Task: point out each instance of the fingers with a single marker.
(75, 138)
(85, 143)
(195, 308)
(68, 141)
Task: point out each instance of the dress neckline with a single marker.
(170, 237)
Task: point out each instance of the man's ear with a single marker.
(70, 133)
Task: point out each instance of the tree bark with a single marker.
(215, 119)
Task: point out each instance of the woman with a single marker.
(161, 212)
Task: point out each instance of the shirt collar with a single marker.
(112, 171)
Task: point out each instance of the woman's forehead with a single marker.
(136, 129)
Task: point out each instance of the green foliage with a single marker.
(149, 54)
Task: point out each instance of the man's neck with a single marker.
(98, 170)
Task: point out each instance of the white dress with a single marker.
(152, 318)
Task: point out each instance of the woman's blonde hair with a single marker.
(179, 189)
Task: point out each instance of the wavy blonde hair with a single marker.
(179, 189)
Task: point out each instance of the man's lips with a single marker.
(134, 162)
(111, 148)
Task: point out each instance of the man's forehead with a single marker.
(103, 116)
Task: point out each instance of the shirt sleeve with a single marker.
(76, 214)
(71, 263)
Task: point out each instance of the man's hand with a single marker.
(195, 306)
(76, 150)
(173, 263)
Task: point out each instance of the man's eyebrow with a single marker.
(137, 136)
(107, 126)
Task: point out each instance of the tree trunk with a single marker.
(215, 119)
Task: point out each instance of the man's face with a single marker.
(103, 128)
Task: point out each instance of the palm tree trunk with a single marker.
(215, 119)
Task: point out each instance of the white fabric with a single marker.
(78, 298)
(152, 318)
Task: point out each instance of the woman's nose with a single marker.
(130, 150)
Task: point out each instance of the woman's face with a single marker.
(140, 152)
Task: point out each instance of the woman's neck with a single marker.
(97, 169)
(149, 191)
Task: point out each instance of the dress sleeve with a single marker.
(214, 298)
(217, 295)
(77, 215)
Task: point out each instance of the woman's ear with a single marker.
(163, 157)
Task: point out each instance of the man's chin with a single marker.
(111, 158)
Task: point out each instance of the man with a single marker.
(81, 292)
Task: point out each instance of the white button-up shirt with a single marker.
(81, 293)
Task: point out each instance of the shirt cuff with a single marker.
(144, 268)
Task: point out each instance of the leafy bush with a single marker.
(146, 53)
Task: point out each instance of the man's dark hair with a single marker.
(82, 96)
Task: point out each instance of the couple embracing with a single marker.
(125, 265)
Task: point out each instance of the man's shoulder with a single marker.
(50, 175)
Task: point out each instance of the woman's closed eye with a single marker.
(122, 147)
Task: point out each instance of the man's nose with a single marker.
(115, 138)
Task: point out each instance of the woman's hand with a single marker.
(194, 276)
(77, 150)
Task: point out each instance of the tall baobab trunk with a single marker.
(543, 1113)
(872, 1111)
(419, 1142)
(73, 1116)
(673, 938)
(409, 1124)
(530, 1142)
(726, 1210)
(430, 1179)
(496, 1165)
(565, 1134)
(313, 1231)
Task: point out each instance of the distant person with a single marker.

+++

◆ Problem requirements ◆
Output all entries again exactly; no line may be altered.

◆ Result of the exercise ◆
Task: point out each instance of the fingers with a single marker.
(75, 138)
(85, 143)
(195, 308)
(68, 141)
Task: point out each instance of the dress neckline with a single marker.
(170, 237)
Task: point out each instance of the man's ear with a single marker.
(70, 133)
Task: point out each instance of the tree bark with a single marker.
(215, 119)
Task: point out each instance of the woman with a single marker.
(161, 212)
Task: point out each instance of the shirt collar with a single marker.
(112, 171)
Task: point out each instance of the woman's forehead with a single marker.
(136, 129)
Task: point out each instance of the green foliage with a single marker.
(149, 54)
Task: point out each instance of the man's neck with a single marker.
(98, 170)
Task: point out each instance of the white dress with a single marker.
(152, 318)
Task: point out each instance of the woman's blonde hair with a single marker.
(179, 189)
Task: point out each instance of the wavy blonde hair with a single marker.
(179, 189)
Task: point out each instance of the man's lips with a single marker.
(134, 162)
(111, 148)
Task: point out each instance of the man's forehead with a single marker.
(103, 116)
Task: point out each instance of the shirt sleeve with a single marker.
(76, 214)
(71, 263)
Task: point out each instance of the man's hand with a single marker.
(195, 306)
(76, 150)
(173, 263)
Task: point out each instance of the man's eyebrow with a single marker.
(137, 136)
(107, 126)
Task: point out each instance of the tree trunk with a single marker.
(215, 119)
Task: point out each instance of the man's face with a single marker.
(103, 128)
Task: point out each instance of the palm tree trunk with a single marker.
(215, 119)
Task: point out each instance of the white fabric with a single marker.
(78, 298)
(152, 318)
Task: point out each instance of the woman's nose with a single marker.
(130, 150)
Task: point out each instance of the woman's face with a single marker.
(140, 152)
Task: point out each instance of the woman's neck with a single marker.
(97, 169)
(149, 191)
Task: point out each instance of the dress sleeve with a single marker.
(214, 298)
(217, 295)
(77, 215)
Task: point out each instance of the woman's ear with a single marker.
(163, 157)
Task: point out each instance of the man's chin with a single marker.
(111, 158)
Task: point out each instance of the man with a single marker.
(81, 292)
Task: point out each instance of the white button-up shirt with a single marker.
(81, 293)
Task: point out each instance of the shirt cuff with a single marker.
(144, 268)
Task: point out each instance of the leafy bush with a single marker.
(146, 53)
Task: point out each instance of the man's dark hair with a single marker.
(82, 96)
Task: point out each instance of the couple embracing with a single marker.
(125, 265)
Task: point out each instance of the man's shoulder with a single marker.
(50, 175)
Task: point out each instance of the woman's closed eye with a single marker.
(122, 147)
Task: point out each instance of the man's nose with a single marker.
(115, 138)
Task: point out each instance of the woman's hand with a single marker.
(194, 276)
(77, 150)
Task: point out each instance of the tall baobab trunk with a single marker.
(543, 1113)
(872, 1111)
(419, 1142)
(73, 1116)
(673, 938)
(409, 1124)
(530, 1142)
(726, 1210)
(430, 1179)
(496, 1165)
(565, 1134)
(313, 1231)
Task: point out each instance of the distant person with a single marker.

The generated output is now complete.